- [WHAT IS NEEDED]: Pull out of the data below the stretch of lines bounded by the one containing "Query: damaged vehicle" and the one containing "like [(338, 109)].", both bounds included, unchanged.

** EXERCISE INPUT follows **

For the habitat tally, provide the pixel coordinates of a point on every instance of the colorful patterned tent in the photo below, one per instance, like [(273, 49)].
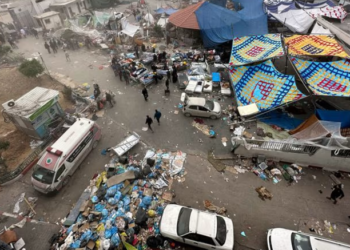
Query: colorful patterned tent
[(264, 85), (336, 12), (314, 45), (325, 78), (249, 49)]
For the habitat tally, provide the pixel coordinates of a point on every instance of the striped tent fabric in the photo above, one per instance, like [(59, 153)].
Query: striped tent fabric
[(264, 85), (314, 45), (325, 78), (249, 49)]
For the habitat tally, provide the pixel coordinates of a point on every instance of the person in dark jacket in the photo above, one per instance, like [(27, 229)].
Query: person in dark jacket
[(336, 193), (145, 93), (149, 121), (157, 116)]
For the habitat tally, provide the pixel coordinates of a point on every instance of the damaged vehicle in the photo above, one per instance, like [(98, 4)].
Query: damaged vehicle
[(197, 228)]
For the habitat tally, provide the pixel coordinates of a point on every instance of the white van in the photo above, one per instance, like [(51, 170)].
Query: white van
[(59, 162)]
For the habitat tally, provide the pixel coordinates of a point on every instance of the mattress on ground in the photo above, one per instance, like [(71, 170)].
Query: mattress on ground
[(191, 86), (208, 87)]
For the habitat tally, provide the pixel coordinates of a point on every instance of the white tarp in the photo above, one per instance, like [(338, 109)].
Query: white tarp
[(296, 20), (128, 28), (339, 33), (336, 12), (319, 30)]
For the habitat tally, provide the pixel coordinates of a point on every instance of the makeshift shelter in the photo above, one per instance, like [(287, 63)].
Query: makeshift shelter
[(249, 49), (263, 85), (186, 18), (167, 11), (325, 78), (336, 12), (297, 21), (314, 45), (219, 25)]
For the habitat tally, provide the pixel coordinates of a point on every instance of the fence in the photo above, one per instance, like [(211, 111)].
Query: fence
[(34, 155)]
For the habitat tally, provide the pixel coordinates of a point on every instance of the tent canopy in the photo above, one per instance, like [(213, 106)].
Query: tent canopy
[(186, 18), (219, 25), (314, 45), (167, 11), (249, 49), (325, 78), (264, 85)]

** End of EXERCISE INPUT **

- [REPLY TO THE EXERCISE]:
Query: damaged vehicle
[(197, 228)]
For the habitat tally, provide the pixel coordinates of a point on every instance of the white van in the photo above, one per instance, like [(51, 170)].
Query: white van
[(59, 162)]
For the habitat tally, provide the pixel coordinates of a point on every instance of the mattress on ground in the photo above, one per instance, like [(71, 170)].
Query: mattress on ground
[(191, 86), (208, 87)]
For the habitat tally, provide the pixel coordinates of a point on every instance of the white tarp in the photo above, one per instance, like [(338, 109)].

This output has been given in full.